▼▼▼
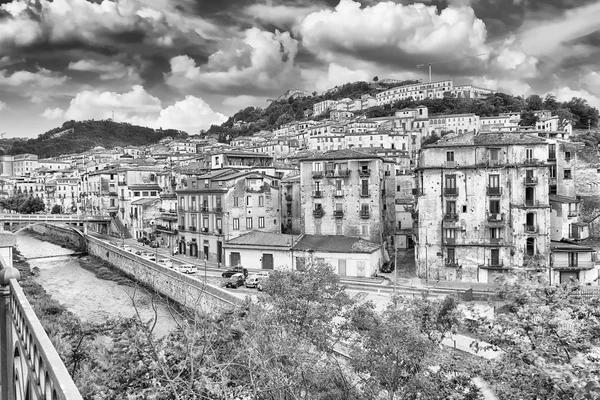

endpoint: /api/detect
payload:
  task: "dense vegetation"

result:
[17,250,600,400]
[208,81,599,142]
[6,120,187,158]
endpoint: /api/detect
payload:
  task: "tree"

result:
[519,111,539,126]
[473,274,600,399]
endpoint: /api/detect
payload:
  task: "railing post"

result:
[0,262,21,400]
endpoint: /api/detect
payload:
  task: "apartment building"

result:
[414,133,551,282]
[175,169,281,265]
[300,149,395,244]
[375,80,453,106]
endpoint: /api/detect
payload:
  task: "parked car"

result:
[225,273,245,289]
[379,261,396,273]
[156,258,173,268]
[221,265,248,278]
[175,264,196,275]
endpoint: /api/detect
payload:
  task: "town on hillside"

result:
[0,80,600,286]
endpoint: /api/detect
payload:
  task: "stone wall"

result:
[86,236,242,312]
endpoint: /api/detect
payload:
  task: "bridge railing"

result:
[0,257,82,400]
▲▲▲
Write out the data precisely as given, excluding the pictures.

#### Final result:
endpoint: /api/detect
payload:
  task: "dense vegetation"

result:
[17,250,600,400]
[208,81,599,142]
[6,120,187,158]
endpoint: /api/detect
payload:
  task: "tree"

result:
[519,111,539,126]
[473,274,600,399]
endpoint: /api/detect
payload:
  task: "railing post"

result:
[0,262,21,400]
endpoint: /api/detect
payload:
  task: "apartment building"

result:
[414,133,551,282]
[175,169,281,265]
[300,149,395,244]
[375,80,453,106]
endpoint: /api/detect
payload:
  task: "parked car"

result:
[225,273,245,289]
[379,261,396,273]
[156,258,173,268]
[221,265,248,278]
[175,264,196,275]
endpoint: /api/detect
payload:
  task: "town on hillside"

result:
[0,80,600,286]
endpoint: /api/detect
payload:
  task: "stone wall"

result:
[86,236,242,312]
endpoint: /api/detect
payload:
  task: "bridge railing"

result:
[0,257,82,400]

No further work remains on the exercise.